**Okuma Parçası:**
Halbuki Avrupa’yı yeşil teknolojide öne ve ileri teknolojilerde istenilen yere taşıyacağı, üretkenliğini artıracağı ve ABD-Çin ile rekabet edebilir kılacağı düşünülen bu atılım için “çok çok geç” kalındığını düşünenler de var.

Örneğin “benim dediğimi yapsaydınız bu noktada olmazdık” diyen Yanis Varoufakis AB’nin treni 2019-2020 dönemecinde kaçırdığını, ABD ve Çin’in bu dönemeçten itibaren çok öne geçtiğini ve dolayısıyla Draghi raporunun ancak Avrupa’nın düşüşünün kaçınılmazlığını tasdik edebildiğini söylüyor.2

Fakat rapor sadece finansal cambazlıkların fazla iyimser olduğunu hissettirmiyor. Finans sermayesinin emir kulu olarak dünyaya bakan Draghi ister istemez bazı doğruları da açık ediyor ve aslında hem AB’ye hem de dünya ekonomisinde devletlerin rolüne dair bazı gerçekleri fark etmemizi sağlıyor. 

Rapora göre AB’nin zayıf noktalarından biri bizim ifademizle “yeterince tekel olamaması”. Yani rapor özellikle de yeni teknolojiler alanında ABD’deki finansman mekanizmaları ile Çin’in devlet planlaması ve sübvansiyon sistemi düşünüldüğünde AB’deki parçalanmışlığın, regülasyon sisteminin veya moda ifadeyle “kurumsal yapısının” engel teşkil ettiğini anlatıyor.

Bunun sonucunda da Eski Kıtada ortaya çıkan parlak fikirler Yeni Kıtaya göç ediyor, oranın avantajlarından yararlanıyor ve ABD tekellerinin bir parçası oluyor.

(Segmentasyon etiketleme öğeleri)
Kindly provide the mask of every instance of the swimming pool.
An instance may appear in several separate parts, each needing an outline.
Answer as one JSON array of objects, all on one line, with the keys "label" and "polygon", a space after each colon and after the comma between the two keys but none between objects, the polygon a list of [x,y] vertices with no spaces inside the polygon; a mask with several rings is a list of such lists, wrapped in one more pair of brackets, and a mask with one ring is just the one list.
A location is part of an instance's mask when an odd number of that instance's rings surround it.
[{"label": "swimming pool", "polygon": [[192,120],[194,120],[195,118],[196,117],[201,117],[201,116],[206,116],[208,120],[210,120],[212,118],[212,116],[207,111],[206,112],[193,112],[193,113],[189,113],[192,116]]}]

**Yapılacaklar:**
- a) Draghi raporunu ele alan okuma parçasında tırnak işaretleri içinde verilen bütün ifadeleri, metindeki sırasıyla yazınız.
- b) Draghi raporunu ele alan okuma parçasının son cümlesinden sonra gelecek bölümü yazarak metni sürdürünüz.
Kayıtların bu çalışmada hiçbir işlevi yoktur.

**Yanıt Listesi:**
- a)
“çok çok geç”
“benim dediğimi yapsaydınız bu noktada olmazdık”
“yeterince tekel olamaması”
“kurumsal yapısının”

- b)
Tercüme edecek olursak, AB büyük bir ekonomi ve büyük bir pazar fakat bu avantajları kullanabilecek bir “devlet” değil. Şu doğru: Devlet olmasa da geçmişte AB emperyalist bir merkez olarak ön plana çıkarken bu birlik görüntüsü güçlüdür. Halbuki AB içi gerilimlere baskın çıkan bir uluslararası ortamın varlığı da göz ardı edilmemelidir.

Burada elbette ABD’nin askeri gücünü arkasına alan, 60’ların ve 70’lerin “yükselen” Avrupa ekonomisi akla gelir. Ama unutulmaması gereken şey, Atlantik ittifakının iki yakası arasındaki gerilimlerdir de. AB, iki yakanın “anlaştığı” dönemeçlerde daha bağımsız bir aktör olarak ön plana çıkabilme olanağı da elde etmiştir.

Belki de Draghi’nin raporundaki şekliyle, bir tür Marshall yardımları momentinin aranması da bu yüzdendir… Nitekim, Ukrayna’daki savaş bir kez daha ABD yakasındaki soru işaretlerinin giderilmesini, ittifakın ağabeyinin kim olduğunun hatırlanmasını sağlamıştır. Şimdi sıra AB’yi yeniden inşa etmeye gelmiştir… Yani Varoufakis’in bahsettiği gecikmenin bir nedeni olmalıdır… Raporun Atlantik’in öteki yanından alkışlanmasının kaynağında bu olsa gerektir…

Halbuki AB, o hayal edilen “Avrupa Birleşik Devletleri” için fazlasıyla çelişki barındırıyor. Raporda bahsedilen ortak bütçeye, aralarına Fransa’nın da katıldığı Güney ülkelerinin hevesle yaklaşması ama Kuzey ülkelerinin burun kıvırması sürpriz olmasa da dikkate değerdir.

Buna, geçtiğimiz günlerde Çinli firmalara uygulanması düşünülen gümrük vergisindeki anlaşmazlıklar da eklenebilir. Öyleki AB içerisinde Çin ile en hacimli ilişkilere sahip olan ülke Almanya’dır ve gümrüğe “hayır” oyu veren birkaç ülkenin başında olması şaşırtıcı değildir. Almanya’yı yönetenler, söz konusu gümrüklerin zaten fabrika kapatmalarla dramatik bir hal alan Alman ekonomik gidişatına hiç de iyi gelmeyeceğini düşünmektedir.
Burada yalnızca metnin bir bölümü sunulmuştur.